* Written instruction *
Produce an exact copy of the lines from the line that contains "# for each instance of the snow, put" to the end of the listing below.

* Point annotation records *
-- BEGIN --

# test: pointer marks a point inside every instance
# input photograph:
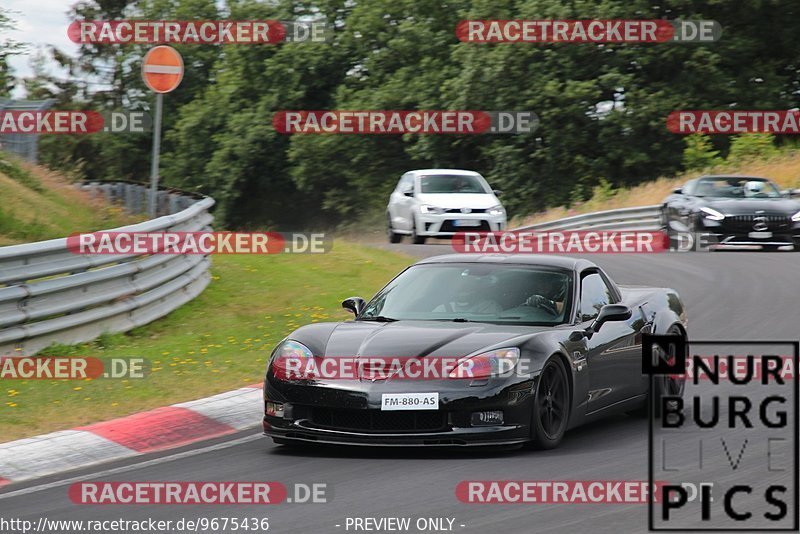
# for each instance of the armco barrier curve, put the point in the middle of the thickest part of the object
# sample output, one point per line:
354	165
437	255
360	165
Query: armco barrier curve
51	295
644	218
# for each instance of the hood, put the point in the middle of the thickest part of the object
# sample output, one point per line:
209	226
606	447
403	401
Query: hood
459	200
410	338
749	206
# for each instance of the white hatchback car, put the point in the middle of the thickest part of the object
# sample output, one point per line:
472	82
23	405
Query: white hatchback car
440	202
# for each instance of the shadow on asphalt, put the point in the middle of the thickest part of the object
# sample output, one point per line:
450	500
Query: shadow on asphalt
606	434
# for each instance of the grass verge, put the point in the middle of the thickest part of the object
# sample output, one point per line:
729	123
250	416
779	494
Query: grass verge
217	342
38	204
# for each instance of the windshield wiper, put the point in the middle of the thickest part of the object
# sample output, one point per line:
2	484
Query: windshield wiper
379	319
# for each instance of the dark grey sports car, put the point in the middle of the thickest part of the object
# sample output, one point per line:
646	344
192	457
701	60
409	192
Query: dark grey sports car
535	344
733	211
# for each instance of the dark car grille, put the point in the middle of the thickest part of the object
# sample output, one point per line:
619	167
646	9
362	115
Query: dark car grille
744	223
447	226
378	421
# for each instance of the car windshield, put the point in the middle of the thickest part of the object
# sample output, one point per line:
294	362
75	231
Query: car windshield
451	183
736	187
469	292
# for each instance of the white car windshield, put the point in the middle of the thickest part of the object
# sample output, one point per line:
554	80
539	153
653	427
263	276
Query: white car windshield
451	183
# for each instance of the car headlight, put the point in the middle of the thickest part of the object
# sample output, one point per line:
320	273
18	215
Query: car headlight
291	360
712	214
427	208
486	364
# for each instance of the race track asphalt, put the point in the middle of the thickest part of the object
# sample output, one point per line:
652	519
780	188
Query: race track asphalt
729	296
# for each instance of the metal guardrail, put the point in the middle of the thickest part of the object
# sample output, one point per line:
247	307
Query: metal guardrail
640	218
51	295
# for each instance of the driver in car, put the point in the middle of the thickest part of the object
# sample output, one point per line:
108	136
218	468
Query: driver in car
471	298
754	189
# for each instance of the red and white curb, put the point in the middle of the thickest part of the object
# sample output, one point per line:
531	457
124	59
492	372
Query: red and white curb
154	430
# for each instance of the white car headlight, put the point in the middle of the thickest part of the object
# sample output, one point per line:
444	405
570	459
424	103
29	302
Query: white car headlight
496	210
433	210
712	214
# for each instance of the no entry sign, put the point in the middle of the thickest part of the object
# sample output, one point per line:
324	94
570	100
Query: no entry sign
162	69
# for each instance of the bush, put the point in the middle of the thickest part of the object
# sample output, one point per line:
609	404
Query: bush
750	147
699	153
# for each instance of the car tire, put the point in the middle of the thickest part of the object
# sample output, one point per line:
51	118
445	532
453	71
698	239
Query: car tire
417	239
551	405
699	244
390	233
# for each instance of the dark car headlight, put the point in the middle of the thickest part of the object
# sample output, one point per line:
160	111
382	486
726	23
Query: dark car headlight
496	362
289	350
711	214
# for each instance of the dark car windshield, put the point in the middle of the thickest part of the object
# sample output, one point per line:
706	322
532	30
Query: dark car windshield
490	293
451	183
736	187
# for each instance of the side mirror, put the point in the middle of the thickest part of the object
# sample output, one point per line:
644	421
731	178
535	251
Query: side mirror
610	312
354	305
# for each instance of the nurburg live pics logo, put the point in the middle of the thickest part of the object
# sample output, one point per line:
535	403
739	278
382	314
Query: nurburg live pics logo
727	444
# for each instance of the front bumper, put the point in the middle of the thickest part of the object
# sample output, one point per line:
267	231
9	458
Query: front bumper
448	224
738	231
349	413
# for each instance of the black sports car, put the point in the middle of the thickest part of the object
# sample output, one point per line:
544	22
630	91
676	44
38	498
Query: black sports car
733	211
536	345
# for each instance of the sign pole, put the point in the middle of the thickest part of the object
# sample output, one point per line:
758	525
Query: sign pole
156	150
162	72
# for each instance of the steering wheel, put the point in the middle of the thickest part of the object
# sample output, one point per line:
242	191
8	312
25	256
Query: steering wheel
542	302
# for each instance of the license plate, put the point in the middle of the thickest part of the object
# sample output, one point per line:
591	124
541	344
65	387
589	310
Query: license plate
409	401
759	235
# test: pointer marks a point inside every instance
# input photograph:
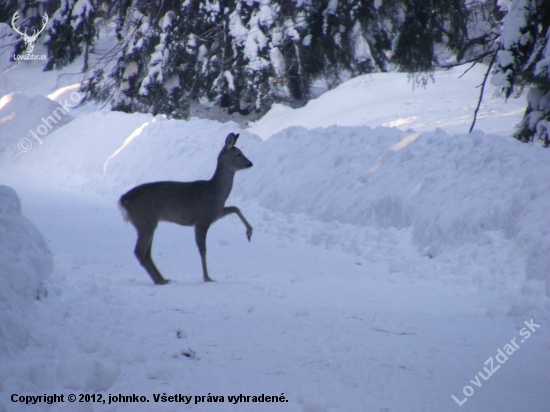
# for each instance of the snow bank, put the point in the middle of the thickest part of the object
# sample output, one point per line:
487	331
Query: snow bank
28	121
475	196
451	190
389	99
25	263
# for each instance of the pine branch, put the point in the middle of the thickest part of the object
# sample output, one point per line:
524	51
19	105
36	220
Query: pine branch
482	90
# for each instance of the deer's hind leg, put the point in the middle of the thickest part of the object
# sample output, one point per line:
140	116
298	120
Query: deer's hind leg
143	252
200	238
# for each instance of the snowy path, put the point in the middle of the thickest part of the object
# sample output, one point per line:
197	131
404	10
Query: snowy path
276	321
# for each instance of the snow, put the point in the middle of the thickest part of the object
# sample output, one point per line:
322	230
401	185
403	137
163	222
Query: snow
388	99
26	263
392	255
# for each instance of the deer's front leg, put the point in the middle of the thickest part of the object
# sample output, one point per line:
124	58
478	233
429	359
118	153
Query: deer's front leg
233	209
200	237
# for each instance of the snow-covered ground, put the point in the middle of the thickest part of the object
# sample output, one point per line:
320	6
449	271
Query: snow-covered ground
388	264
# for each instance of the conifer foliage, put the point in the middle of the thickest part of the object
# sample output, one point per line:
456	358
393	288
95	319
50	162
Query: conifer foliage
244	55
524	60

-- END --

* The output *
# for each instance of the snow, put the point in the middle of the thickest part of the object
# sample output, one point per line:
322	230
401	185
403	137
163	222
Query: snow
388	99
26	263
392	255
# for each instance of the deer's front leg, put the point in the middle of the thickest part of the object
# sample output, one point per line:
124	58
478	233
429	359
118	153
Query: deer's front leg
233	209
200	237
# for each instance of the snow-covered ground, put the point in the middle of the thickest part of the object
# sample output, one point per line:
320	6
449	271
Query: snow-covered ground
388	264
# for each instance of the conifer foliage, put the point in the middle of the thickest part of the object
# sample output, one point per line:
456	358
393	288
95	319
50	162
Query: conifer foliage
244	55
524	60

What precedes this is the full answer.